— TASK DIRECTIONS —
Collect the lines of the entries where "pier" shows up.

Stored records:
—————
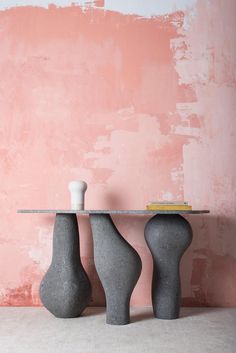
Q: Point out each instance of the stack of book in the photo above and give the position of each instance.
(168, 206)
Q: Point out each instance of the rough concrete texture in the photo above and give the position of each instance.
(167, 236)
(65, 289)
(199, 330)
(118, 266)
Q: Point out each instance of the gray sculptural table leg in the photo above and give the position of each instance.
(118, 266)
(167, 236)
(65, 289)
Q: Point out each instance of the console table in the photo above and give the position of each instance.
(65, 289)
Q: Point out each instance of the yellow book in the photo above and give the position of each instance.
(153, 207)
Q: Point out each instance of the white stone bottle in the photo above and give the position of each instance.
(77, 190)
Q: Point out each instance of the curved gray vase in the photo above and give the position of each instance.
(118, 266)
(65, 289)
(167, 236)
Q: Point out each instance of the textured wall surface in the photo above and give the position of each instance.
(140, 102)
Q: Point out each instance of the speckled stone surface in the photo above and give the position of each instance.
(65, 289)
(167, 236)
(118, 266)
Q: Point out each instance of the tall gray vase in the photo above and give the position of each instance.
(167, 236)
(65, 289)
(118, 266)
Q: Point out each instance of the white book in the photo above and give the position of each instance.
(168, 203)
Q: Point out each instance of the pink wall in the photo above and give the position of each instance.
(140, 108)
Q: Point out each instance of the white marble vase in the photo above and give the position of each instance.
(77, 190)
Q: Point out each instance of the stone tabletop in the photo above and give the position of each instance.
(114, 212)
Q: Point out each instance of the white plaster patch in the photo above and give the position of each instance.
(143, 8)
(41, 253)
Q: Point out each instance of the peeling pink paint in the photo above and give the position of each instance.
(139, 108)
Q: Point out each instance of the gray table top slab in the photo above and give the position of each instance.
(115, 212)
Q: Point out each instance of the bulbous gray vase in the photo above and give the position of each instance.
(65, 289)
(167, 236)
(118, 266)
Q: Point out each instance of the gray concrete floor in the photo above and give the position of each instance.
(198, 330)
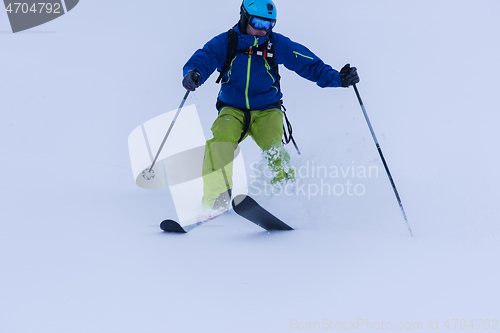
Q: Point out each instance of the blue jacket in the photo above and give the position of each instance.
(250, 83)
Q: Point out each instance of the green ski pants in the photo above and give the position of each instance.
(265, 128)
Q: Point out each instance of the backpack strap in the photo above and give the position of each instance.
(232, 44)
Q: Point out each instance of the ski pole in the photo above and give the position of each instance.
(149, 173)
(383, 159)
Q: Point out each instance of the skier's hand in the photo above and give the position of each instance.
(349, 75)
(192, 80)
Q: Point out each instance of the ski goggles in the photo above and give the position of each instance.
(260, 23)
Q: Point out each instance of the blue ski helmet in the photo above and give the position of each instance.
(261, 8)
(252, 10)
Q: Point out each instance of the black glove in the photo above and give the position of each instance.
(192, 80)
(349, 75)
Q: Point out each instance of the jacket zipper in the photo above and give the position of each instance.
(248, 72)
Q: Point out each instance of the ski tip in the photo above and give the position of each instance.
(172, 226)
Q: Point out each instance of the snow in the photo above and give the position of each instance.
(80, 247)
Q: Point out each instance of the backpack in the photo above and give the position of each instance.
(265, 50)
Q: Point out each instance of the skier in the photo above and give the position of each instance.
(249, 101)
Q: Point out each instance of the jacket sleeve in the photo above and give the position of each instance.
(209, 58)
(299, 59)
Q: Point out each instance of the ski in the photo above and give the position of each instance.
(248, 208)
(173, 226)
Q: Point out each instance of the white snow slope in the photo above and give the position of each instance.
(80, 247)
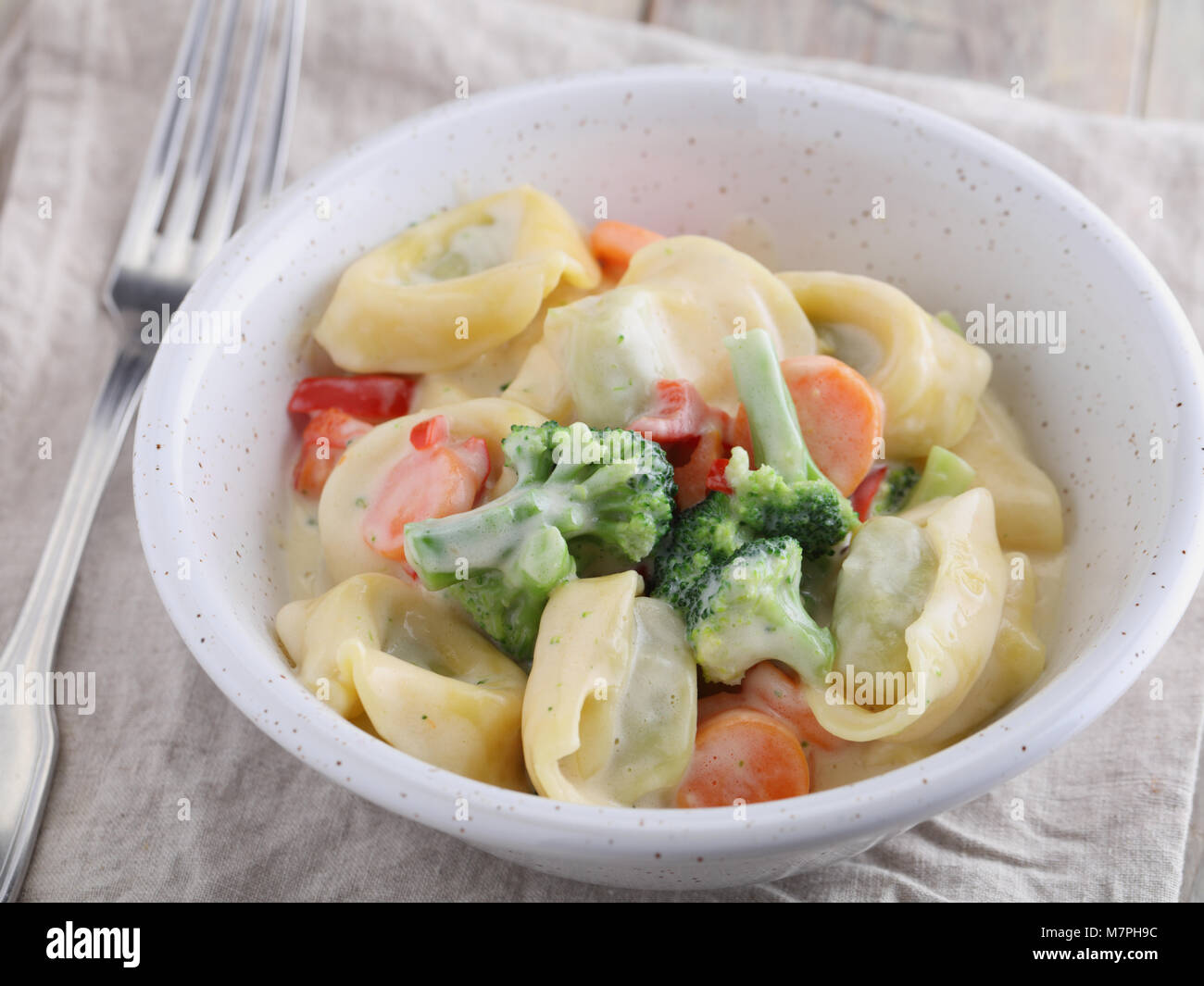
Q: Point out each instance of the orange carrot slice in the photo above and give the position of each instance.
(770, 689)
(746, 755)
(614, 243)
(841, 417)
—————
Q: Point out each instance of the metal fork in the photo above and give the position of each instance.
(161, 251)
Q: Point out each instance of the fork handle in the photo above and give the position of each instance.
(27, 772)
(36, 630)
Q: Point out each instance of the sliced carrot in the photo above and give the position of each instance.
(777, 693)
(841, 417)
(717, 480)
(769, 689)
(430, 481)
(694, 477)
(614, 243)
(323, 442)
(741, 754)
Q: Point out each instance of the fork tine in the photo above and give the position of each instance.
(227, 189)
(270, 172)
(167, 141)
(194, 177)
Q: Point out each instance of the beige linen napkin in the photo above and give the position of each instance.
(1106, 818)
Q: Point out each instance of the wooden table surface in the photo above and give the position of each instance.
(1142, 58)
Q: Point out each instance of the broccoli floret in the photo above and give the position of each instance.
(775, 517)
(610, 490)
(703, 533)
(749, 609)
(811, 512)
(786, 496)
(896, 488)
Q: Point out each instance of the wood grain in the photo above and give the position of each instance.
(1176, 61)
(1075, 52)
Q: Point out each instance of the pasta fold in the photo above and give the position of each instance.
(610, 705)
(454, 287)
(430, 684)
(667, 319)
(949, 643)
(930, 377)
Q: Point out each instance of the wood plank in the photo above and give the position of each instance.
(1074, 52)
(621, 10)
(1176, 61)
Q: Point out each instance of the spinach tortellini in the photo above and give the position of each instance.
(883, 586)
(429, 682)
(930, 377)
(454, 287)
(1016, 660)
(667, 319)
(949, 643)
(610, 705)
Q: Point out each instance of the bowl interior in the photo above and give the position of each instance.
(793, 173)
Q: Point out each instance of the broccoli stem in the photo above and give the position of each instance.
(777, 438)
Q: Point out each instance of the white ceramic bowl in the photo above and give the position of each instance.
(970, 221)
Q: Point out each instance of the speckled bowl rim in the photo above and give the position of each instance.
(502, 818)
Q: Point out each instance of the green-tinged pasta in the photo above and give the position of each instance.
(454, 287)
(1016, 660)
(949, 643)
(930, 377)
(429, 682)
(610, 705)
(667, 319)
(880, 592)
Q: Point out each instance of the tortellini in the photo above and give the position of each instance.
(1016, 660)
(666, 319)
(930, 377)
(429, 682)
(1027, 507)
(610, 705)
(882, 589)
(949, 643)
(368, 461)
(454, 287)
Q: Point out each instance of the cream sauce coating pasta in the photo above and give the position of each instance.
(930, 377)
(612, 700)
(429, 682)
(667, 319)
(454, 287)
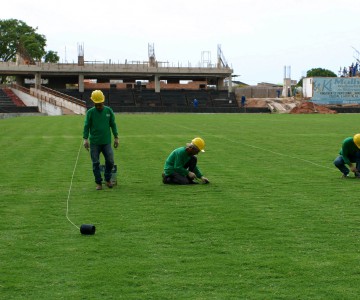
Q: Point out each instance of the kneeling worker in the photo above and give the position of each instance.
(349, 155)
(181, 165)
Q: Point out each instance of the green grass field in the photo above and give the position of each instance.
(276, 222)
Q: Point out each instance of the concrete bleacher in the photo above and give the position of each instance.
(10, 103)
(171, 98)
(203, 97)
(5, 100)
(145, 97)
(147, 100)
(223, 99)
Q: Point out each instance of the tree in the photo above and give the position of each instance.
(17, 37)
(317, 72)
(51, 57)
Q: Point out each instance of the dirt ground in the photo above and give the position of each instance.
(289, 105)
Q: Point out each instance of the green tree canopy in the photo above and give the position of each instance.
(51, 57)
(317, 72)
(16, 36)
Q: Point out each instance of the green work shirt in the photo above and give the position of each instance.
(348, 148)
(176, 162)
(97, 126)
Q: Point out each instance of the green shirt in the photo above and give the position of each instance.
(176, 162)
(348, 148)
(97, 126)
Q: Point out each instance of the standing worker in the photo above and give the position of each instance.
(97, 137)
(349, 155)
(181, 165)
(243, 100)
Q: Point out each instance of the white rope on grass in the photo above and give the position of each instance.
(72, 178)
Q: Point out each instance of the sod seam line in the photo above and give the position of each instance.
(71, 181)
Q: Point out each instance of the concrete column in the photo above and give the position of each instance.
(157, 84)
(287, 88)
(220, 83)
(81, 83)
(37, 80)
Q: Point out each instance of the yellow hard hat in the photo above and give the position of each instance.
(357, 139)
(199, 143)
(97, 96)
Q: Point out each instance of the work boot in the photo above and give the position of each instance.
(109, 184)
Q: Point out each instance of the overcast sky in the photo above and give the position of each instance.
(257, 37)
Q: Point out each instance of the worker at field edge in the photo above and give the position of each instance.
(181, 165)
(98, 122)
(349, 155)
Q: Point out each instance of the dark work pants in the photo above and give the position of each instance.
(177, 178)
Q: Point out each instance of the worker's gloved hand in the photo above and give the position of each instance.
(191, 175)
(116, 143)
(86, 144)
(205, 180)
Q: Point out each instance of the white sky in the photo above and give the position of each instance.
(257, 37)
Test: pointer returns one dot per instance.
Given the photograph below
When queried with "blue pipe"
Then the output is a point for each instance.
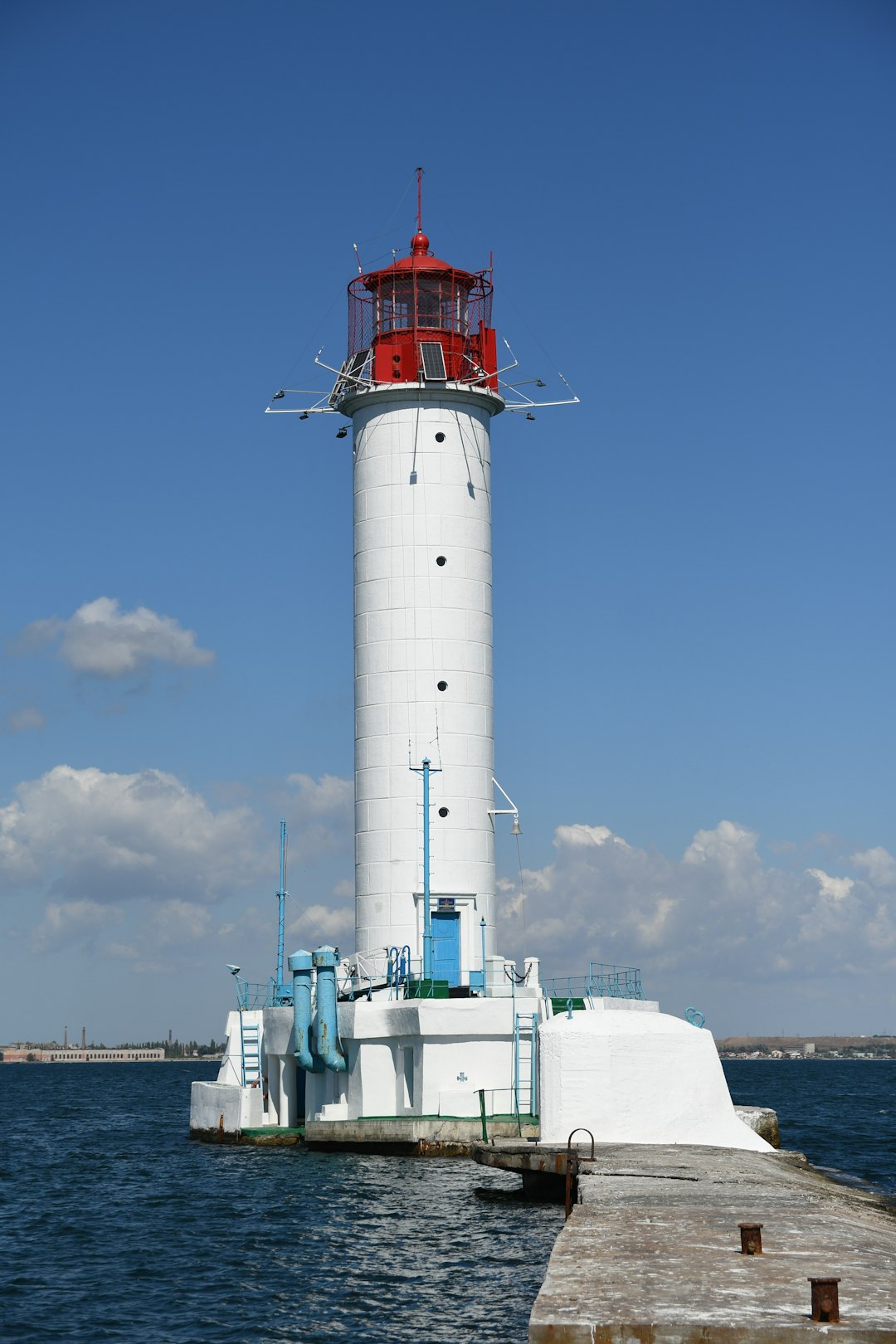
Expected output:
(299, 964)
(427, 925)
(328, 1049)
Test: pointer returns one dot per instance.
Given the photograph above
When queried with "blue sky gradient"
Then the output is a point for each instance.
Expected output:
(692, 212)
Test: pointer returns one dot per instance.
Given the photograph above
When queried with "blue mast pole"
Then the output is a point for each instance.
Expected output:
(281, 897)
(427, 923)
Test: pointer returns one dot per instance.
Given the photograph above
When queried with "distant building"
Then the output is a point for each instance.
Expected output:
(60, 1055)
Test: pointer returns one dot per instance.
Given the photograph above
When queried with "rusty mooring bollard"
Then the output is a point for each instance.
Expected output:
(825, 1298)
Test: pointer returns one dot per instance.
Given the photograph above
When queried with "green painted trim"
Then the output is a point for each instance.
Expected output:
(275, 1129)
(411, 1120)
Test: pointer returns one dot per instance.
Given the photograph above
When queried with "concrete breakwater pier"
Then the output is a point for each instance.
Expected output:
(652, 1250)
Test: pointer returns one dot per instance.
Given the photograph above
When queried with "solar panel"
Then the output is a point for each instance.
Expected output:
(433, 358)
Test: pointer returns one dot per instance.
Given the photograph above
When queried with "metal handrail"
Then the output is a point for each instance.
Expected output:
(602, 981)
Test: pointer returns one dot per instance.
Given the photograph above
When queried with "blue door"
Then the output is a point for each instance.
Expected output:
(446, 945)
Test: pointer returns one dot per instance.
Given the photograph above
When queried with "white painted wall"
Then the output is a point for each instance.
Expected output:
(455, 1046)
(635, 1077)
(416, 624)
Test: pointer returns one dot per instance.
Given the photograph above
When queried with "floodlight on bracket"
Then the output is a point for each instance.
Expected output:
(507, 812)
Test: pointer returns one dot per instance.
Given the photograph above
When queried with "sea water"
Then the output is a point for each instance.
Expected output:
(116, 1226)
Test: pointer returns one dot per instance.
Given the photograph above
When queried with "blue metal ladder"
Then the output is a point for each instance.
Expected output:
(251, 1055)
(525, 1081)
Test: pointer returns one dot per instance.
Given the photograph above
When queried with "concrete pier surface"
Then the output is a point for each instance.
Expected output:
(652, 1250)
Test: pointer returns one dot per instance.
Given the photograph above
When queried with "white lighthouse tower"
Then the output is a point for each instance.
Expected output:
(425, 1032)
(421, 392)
—————
— FINAL ANSWER —
When queried with "concrete breakwater pier"
When queried with "concrete pier surface"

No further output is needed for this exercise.